:: Exercise requirements ::
Carry on the blog post about the daughter's birthday list, writing what comes after its seventh item.

:: Source passage ::
My youngest daughter has a birthday this week. In the crazy business of travelling to a conference last week and then coming back just to gear up for March break, the party planning process got put on hold. Yesterday I booked her party, at a local martial arts studio she loves, and quickly filled out the invitations. Then I asked her what she wanted for her big day. The answers were classic Ainsley. It made me laugh out loud to read it, so I thought I’d share it with you.
Ainsley’s birthday list:
1. Golden retriever.
2. Baby Alive (the one that pees, and drinks)
3. A baby brother.
4. Pokepark for the Wii.
5. Hasbro game called Operation.
6. Oh and something called a Zooble (I’ve never heard of.)
7. New Nintendo DS Pokemon Black game.

:: Data provided ::
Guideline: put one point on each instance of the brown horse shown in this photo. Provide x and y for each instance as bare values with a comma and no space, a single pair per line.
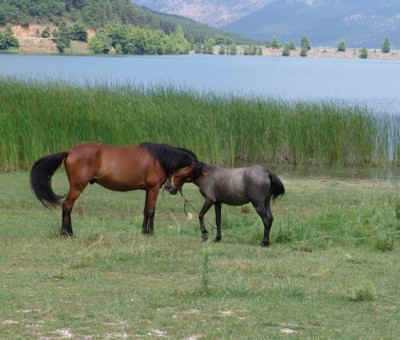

:: Result ::
Well her grandma has already bought the Operation game and I suppose number two on the list is a pretty easy get. Several of her friends with special needs are currently in the process of training and fundraising for service dogs. So I get where that came from too. We’ve talked a lot about a service dog and whether that could be a good fit for Ainsley. In some areas service dogs are being used for a lot for autism, sensory processing disorder and even FASD – (fetal alcohol spectrum disorder.) I am not really certain where she got the idea for the baby brother business. But it’s a funny reminder for me of how kids think. When my oldest daughter was three we adopted Ainsley and for a long time Payton thought all babies came from Wendy’s house. Wendy was my daughter’s first foster mother. A typical child is born and they remain with their biological family. Simple, right? But ours is a family formed by adoption. And our process was anything but simple. Months of infertility treatments, months of filling out pre-adoptive parent screening, plus six weeks of training at the local children’s aid society, a lengthy homestudy and then months of waiting, false starts and hopes dashed one hundred times. And finally a baby arrived. Twice we did that. Just to make a family. It’s a relatively simple thing to run out to the store and buy a doll or a game. But baby brothers and sisters, well that’s a wee bit more complicated.